*REQUIRED WORK*:
Retype, without alteration, each line from the line containing "x=495, y=127, one point per instance." to the final line of the records.

*AVAILABLE RECORDS*:
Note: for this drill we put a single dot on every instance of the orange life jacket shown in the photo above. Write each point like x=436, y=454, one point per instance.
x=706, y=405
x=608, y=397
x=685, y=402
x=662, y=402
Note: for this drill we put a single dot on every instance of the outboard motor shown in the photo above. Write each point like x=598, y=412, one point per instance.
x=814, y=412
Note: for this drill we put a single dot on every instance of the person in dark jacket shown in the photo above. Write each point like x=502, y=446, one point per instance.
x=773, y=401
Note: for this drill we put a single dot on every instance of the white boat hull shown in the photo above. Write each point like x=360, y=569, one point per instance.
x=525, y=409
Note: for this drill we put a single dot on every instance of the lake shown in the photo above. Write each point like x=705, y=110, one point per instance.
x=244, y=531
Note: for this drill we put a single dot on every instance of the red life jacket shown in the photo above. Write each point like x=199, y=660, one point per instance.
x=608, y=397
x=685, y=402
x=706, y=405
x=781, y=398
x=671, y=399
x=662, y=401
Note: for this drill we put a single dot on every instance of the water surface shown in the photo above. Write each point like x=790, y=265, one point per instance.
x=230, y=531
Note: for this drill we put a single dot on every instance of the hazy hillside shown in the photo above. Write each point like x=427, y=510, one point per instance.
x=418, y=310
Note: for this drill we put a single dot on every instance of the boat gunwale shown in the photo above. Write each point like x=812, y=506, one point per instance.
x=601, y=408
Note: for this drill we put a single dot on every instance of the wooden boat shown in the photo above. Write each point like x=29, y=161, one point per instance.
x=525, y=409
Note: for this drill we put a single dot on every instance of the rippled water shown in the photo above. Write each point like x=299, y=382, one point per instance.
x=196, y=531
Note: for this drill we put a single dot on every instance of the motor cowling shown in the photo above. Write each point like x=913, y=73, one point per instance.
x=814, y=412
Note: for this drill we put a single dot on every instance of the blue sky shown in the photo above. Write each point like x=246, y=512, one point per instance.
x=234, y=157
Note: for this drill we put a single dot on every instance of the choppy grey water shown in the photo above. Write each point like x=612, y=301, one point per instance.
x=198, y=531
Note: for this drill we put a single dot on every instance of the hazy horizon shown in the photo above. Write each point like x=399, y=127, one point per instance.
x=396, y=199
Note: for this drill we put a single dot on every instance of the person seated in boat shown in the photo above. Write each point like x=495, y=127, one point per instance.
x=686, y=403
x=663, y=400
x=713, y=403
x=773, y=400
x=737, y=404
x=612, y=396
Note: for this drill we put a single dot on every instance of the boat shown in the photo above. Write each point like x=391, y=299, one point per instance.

*EXERCISE SOLUTION*:
Note: for this drill we put a single dot on every instance of the person seated in boat shown in the photo above. Write each point like x=495, y=127, one point per instance.
x=686, y=403
x=663, y=400
x=713, y=403
x=773, y=400
x=737, y=404
x=612, y=396
Note: for this drill we put a single dot on every instance of the boat shown in the photo above. Write each point like x=391, y=299, one point per instance.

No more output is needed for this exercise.